Exercise 1: Reproduce the passage of the Wall Street trading report that starts at "Construction spending rose" and ends at "the first quarter.", word for word.
Exercise 2: Pick up the Wall Street trading report after its final sentence and continue writing it.

Given text:
Wall Street was little changed in choppy mid-day trading on Tuesday after erasing losses as data showing U.S. manufacturing expanded for a tenth straight month failed to quell fears of a slowing economy.

Construction spending rose 2.7 percent, and investment in private construction recorded its largest increase since July 2004, the Commerce Department said. Also, the Institute for Supply Management's manufacturing index expanded more than expected in May.

People are scared. It's hard to fundamentally make a real bullish story, said Stephen Massocca, managing director, Wedbush Morgan in San Francisco. It's clear that (data) at a minimum are plateauing here, relative to where they were in the first quarter.

The Dow Jones industrial average <.DJI> gained 42.55 points, or 0.42 percent, to 10,179.18. The Standard & Poor's 500 Index <.SPX> shed 0.84 points, or 0.08 percent, to 1,088.57. The Nasdaq Composite Index <.IXIC> added 1.93 points, or 0.09 percent, to 2,258.97.

Markets opened lower after a survey showed a more sluggish pace in euro zone manufacturing as well as new data indicating the rate of China's factory output eased.

Energy stocks were among the worst performers on Wall Street, including U.S.-listed shares of BP Plc , which tumbled 12.2 percent to $37.68 following the company's failed attempt to stem the Gulf of Mexico oil spill.

Records shown:
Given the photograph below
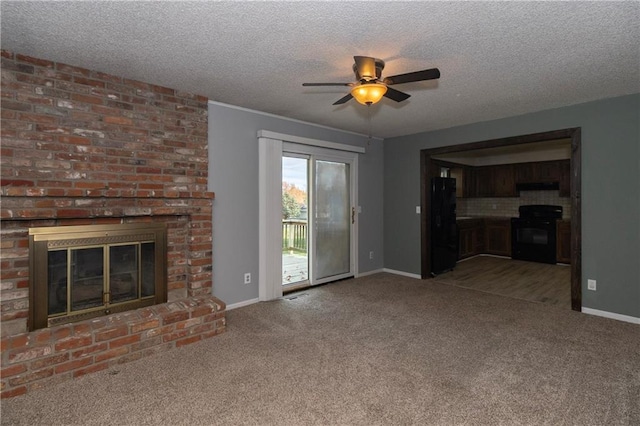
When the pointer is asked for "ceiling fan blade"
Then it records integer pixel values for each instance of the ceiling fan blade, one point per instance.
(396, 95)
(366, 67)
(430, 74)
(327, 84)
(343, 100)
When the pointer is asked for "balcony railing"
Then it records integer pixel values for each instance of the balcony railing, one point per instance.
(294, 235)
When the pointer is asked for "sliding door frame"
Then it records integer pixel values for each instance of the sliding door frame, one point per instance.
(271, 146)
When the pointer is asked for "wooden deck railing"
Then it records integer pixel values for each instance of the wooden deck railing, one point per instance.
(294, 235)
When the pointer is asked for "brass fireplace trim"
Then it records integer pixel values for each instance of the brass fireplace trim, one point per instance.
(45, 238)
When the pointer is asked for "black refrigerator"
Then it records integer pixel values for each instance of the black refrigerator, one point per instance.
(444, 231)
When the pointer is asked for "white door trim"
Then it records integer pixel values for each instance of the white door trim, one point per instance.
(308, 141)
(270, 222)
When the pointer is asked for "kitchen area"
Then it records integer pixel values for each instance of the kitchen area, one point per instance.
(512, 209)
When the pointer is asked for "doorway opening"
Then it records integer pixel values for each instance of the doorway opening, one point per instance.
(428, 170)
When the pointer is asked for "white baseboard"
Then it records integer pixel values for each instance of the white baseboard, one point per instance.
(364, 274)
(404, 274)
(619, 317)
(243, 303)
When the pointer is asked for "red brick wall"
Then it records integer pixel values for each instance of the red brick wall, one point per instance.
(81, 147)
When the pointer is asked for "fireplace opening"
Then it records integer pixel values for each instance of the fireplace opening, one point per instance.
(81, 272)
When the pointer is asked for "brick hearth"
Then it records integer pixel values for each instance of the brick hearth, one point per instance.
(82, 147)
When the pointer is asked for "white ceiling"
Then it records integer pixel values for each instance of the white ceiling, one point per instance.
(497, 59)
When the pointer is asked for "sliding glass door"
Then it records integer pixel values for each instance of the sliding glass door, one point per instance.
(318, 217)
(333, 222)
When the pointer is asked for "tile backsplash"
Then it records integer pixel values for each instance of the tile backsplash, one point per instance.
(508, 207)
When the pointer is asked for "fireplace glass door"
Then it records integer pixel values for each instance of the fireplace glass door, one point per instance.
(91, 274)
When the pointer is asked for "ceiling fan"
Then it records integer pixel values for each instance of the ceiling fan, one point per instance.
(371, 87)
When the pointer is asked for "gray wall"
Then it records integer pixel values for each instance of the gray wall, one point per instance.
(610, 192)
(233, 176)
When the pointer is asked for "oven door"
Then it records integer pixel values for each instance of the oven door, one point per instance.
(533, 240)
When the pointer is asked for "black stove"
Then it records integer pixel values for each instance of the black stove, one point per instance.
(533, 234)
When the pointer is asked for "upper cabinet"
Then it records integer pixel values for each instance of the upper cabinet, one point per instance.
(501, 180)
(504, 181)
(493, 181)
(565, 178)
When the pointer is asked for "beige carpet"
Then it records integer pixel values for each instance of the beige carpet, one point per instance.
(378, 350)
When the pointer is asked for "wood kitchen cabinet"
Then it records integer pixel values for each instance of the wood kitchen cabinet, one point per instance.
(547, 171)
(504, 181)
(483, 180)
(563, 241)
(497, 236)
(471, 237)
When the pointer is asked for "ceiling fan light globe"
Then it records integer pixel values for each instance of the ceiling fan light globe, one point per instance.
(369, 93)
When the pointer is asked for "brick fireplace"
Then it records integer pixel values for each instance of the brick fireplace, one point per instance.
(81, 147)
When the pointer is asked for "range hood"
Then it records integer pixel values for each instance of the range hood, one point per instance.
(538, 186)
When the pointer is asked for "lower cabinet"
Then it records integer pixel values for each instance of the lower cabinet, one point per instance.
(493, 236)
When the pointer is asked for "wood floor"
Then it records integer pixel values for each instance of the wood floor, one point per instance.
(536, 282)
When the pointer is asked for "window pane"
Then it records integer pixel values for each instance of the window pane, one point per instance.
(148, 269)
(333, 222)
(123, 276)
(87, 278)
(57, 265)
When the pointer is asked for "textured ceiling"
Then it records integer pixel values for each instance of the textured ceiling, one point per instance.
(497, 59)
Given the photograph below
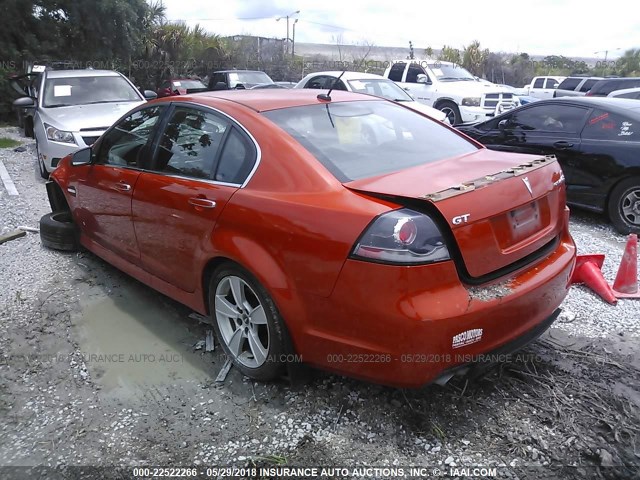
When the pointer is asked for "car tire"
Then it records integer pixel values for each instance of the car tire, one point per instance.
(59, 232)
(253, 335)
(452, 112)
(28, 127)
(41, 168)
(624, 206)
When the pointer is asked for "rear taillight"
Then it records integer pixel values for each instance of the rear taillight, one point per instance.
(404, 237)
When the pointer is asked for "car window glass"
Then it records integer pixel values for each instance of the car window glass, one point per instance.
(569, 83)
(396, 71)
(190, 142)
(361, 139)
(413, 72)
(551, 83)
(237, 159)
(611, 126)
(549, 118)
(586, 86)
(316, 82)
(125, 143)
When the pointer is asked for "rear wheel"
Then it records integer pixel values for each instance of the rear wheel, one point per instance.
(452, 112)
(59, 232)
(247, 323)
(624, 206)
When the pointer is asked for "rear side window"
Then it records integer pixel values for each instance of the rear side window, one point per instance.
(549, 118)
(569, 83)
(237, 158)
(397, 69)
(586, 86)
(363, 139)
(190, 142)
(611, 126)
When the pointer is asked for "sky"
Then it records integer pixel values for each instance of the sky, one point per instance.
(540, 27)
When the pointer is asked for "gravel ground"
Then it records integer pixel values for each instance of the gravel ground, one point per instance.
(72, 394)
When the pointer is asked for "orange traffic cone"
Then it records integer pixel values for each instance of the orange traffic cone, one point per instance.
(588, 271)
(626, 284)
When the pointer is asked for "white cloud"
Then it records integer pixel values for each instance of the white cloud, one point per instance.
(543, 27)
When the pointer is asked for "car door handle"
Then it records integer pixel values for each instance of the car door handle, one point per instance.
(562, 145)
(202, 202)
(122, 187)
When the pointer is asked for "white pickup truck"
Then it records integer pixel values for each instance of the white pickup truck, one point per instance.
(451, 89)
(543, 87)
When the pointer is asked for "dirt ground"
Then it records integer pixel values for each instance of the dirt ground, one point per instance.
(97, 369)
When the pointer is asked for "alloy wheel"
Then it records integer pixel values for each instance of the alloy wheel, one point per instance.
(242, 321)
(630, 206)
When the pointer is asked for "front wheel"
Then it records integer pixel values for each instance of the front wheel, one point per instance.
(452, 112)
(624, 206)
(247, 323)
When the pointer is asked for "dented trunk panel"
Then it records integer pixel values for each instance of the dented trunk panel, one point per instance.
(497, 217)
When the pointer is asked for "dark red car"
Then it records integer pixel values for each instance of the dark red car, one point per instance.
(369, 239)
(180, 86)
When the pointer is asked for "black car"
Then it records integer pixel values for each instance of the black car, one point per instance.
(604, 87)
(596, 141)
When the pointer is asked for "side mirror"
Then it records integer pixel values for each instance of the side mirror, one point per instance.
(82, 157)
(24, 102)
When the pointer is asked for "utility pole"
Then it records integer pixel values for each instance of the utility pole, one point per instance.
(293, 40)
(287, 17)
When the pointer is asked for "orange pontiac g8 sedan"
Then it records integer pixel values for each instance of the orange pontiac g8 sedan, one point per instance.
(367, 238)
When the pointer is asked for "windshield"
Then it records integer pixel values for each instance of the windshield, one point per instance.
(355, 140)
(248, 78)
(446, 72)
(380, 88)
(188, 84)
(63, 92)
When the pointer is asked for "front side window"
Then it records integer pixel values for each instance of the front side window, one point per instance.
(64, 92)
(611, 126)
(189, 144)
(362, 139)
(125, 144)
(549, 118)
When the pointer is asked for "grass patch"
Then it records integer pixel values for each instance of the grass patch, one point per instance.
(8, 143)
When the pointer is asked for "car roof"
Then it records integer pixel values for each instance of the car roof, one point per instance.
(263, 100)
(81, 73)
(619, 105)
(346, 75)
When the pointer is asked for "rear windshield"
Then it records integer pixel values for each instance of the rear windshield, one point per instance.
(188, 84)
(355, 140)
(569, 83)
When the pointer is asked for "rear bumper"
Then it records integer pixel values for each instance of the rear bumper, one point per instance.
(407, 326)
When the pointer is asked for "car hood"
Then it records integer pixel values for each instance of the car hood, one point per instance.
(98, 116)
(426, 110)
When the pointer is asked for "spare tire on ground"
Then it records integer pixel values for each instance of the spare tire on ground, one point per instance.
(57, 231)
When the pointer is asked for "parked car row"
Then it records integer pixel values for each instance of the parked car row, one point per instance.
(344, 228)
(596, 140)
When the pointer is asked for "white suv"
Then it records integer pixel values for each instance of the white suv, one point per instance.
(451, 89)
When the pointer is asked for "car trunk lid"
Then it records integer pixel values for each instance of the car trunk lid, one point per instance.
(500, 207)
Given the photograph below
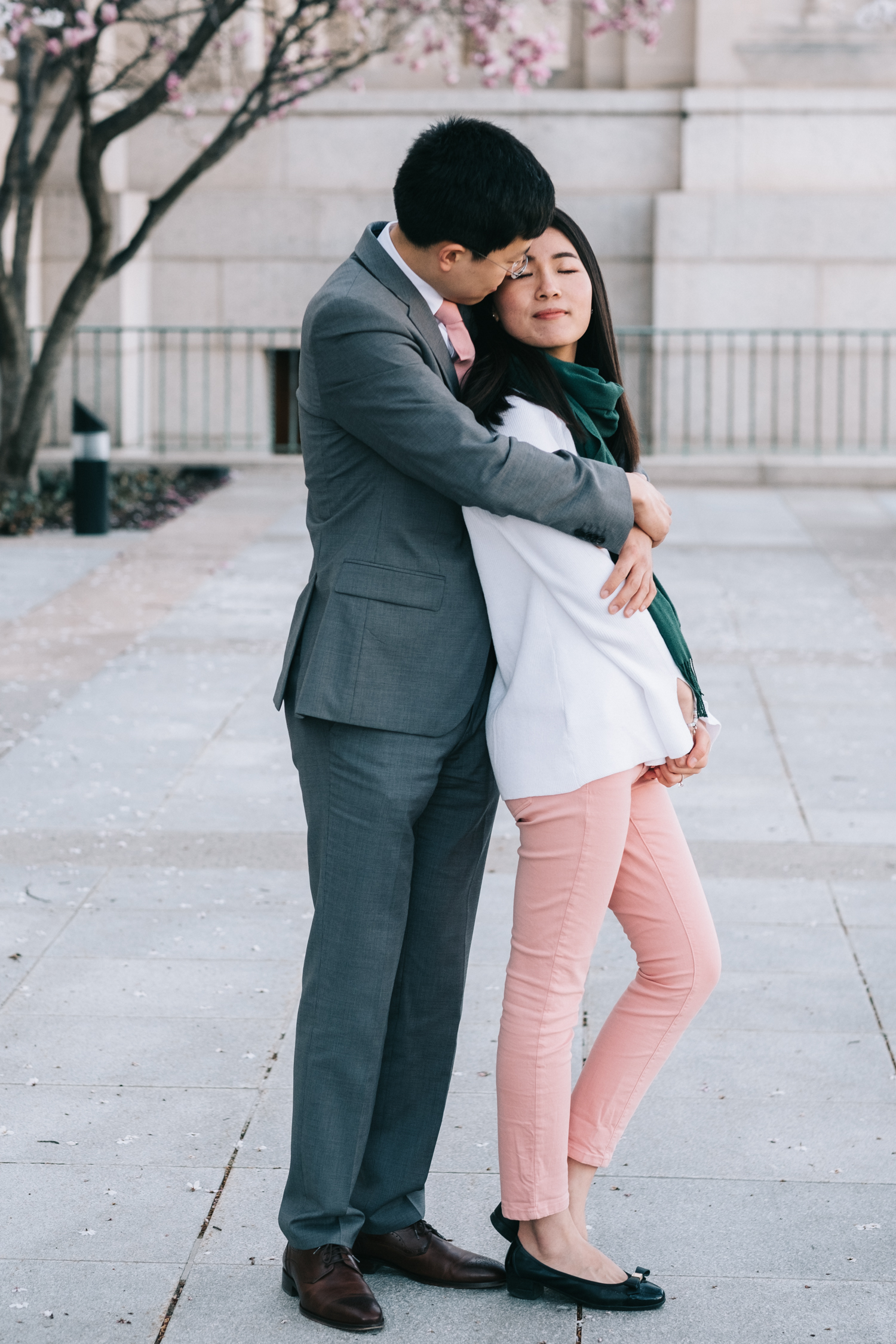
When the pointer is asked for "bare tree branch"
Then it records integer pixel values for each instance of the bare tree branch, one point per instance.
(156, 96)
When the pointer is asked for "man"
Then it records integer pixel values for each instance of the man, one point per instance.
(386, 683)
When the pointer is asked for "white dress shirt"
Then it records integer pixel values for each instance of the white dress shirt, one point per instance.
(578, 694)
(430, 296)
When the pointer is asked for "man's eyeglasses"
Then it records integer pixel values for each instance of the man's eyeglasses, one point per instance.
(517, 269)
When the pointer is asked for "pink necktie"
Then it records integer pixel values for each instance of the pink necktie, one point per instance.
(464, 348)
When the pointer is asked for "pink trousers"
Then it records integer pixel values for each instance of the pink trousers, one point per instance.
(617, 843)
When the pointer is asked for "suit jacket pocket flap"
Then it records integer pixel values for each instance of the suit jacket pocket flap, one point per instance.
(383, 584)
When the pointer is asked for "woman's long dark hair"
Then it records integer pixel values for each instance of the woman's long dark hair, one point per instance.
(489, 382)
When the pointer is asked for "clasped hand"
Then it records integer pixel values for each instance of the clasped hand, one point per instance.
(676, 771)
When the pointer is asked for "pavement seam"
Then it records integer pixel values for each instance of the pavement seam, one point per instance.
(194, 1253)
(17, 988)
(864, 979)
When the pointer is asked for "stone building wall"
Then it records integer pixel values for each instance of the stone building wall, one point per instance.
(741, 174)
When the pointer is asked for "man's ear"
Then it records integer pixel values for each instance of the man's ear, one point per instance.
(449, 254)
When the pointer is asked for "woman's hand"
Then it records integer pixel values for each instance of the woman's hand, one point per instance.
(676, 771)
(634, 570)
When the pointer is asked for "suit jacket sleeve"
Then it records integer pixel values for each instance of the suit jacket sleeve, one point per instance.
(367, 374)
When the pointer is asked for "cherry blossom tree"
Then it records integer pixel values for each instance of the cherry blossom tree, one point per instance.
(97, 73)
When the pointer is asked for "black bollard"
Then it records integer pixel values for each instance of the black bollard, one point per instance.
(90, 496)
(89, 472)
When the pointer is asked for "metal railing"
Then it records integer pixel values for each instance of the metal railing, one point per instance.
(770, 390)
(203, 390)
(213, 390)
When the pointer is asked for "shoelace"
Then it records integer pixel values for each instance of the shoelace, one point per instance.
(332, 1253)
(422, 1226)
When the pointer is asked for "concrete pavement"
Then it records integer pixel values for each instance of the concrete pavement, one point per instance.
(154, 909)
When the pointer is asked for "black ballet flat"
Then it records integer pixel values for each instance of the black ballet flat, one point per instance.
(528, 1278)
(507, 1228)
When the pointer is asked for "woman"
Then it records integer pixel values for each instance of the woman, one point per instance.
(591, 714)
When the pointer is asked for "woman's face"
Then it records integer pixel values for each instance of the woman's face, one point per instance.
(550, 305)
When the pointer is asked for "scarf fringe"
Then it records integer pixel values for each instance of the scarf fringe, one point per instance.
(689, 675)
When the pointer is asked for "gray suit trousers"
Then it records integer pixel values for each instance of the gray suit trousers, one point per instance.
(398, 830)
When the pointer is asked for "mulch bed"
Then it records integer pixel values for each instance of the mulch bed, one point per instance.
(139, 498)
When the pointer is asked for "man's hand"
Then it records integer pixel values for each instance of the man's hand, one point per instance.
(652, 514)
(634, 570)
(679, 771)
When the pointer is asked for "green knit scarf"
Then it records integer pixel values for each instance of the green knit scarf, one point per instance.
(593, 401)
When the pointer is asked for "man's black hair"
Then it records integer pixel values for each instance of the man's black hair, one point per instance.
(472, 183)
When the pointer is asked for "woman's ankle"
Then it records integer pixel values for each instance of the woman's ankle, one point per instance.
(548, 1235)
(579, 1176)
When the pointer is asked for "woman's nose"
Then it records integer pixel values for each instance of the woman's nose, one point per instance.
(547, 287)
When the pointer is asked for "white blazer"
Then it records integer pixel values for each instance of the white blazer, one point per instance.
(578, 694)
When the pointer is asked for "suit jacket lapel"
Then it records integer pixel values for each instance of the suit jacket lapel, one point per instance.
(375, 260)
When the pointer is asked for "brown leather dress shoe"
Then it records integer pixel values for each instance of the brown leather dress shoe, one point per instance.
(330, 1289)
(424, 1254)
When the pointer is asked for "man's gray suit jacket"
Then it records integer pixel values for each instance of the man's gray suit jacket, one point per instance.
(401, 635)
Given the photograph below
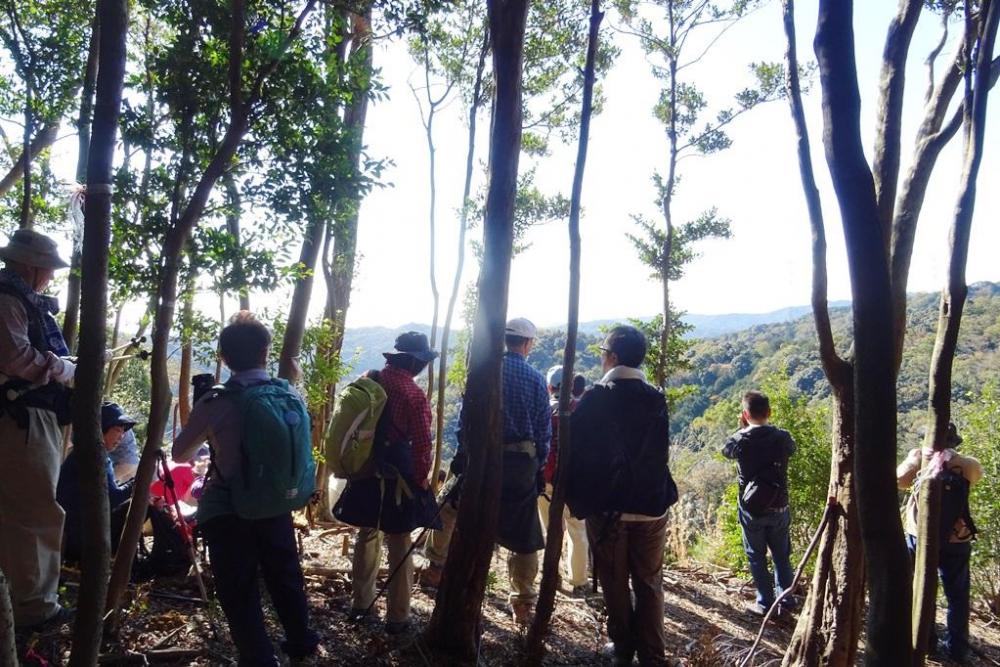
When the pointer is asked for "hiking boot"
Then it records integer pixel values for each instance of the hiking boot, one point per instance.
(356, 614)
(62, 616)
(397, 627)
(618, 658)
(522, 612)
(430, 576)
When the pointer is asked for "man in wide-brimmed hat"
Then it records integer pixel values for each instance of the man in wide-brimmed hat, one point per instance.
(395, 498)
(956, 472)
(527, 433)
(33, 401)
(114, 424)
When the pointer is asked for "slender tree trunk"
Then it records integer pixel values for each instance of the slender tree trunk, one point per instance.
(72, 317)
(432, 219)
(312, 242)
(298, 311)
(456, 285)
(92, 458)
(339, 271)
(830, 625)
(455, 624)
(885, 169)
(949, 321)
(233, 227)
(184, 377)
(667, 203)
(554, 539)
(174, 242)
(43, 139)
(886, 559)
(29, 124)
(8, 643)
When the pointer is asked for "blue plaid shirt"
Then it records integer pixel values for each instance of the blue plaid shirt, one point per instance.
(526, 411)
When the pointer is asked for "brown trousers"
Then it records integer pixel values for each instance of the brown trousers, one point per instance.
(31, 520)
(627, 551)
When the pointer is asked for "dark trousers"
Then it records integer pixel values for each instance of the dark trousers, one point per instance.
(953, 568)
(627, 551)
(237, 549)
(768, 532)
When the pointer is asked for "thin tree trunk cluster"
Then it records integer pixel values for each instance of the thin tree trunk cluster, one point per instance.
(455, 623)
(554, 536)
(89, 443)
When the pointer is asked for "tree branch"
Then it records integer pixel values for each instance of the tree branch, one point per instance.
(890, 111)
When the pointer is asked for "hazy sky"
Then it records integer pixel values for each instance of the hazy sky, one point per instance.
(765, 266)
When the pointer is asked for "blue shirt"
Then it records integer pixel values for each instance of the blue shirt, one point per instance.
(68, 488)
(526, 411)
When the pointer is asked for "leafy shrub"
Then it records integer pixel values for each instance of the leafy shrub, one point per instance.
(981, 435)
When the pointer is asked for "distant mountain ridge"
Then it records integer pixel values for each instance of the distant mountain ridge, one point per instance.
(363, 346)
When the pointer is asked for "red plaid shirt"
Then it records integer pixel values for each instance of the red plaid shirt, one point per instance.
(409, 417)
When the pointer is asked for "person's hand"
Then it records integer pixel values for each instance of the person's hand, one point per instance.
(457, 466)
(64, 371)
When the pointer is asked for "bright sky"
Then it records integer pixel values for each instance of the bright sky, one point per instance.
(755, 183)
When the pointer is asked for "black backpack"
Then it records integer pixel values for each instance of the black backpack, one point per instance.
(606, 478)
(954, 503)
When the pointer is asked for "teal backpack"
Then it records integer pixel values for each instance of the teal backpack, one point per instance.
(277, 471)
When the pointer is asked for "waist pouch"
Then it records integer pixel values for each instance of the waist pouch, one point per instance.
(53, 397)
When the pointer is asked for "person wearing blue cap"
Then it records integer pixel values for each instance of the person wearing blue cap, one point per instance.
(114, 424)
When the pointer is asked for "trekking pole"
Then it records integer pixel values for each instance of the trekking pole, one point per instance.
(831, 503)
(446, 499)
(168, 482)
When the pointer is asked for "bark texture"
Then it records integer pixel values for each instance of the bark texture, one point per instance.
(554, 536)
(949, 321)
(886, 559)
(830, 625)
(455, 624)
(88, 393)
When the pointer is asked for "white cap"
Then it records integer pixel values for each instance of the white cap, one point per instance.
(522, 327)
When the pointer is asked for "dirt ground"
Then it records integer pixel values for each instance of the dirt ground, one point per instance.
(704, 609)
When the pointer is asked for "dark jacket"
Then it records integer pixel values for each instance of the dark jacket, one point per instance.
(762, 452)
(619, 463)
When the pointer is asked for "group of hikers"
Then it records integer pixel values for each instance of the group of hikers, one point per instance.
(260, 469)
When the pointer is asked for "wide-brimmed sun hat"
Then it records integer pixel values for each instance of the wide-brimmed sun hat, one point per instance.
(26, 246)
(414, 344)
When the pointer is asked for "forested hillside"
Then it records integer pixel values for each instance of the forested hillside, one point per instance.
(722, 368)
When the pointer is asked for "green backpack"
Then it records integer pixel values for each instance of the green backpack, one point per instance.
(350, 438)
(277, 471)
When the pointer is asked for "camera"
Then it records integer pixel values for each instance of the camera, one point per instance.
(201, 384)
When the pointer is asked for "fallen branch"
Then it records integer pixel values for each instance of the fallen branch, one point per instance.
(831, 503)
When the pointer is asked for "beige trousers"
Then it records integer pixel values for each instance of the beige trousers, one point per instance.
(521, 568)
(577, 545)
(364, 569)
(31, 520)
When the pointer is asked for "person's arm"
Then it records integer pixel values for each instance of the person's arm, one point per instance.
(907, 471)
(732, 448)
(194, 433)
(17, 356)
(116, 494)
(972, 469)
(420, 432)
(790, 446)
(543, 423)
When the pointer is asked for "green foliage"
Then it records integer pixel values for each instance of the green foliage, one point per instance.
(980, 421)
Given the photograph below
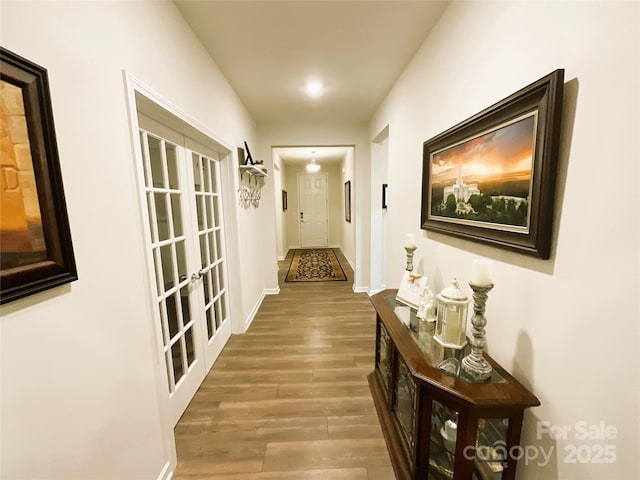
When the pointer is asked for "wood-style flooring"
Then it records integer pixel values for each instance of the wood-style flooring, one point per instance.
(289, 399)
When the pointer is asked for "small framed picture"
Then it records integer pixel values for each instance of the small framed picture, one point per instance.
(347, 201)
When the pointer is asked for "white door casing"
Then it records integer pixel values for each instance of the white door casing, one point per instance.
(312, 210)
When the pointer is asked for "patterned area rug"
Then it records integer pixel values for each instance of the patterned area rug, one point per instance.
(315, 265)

Reply 1:
Construction spending rose 2.7 percent, and investment in private construction recorded its largest increase since July 2004, the Commerce Department said. Also, the Institute for Supply Management's manufacturing index expanded more than expected in May.

People are scared. It's hard to fundamentally make a real bullish story, said Stephen Massocca, managing director, Wedbush Morgan in San Francisco. It's clear that (data) at a minimum are plateauing here, relative to where they were in the first quarter.

Reply 2:
Halliburton Co slumped nearly 12 percent to $21.91 after Goldman Sachs removed the oilfield services giant from its conviction buy list, citing short-term concerns related to the oil spill. The S&P Energy index <.GSPE> fell 1.8 percent.

The BP news isn't helping markets today. It's going to weigh on oil companies and keep things in a state of flux in the energy sector for a while, said Kurt Brunner, portfolio manager at Swarthmore Group in Philadelphia, Pennsylvania.

In merger news, ev3 Inc jumped 17.5 percent to $22.23 after Covidien Plc agreed to buy the maker of stents and other vascular devices for $2.6 billion. Covidien shares slipped 2 percent to $41.56.

On the New York Stock Exchange, declines outpaces advancers by almost 2 to 1, while on the Nasdaq, losers outstripped winners by about 5 to 2.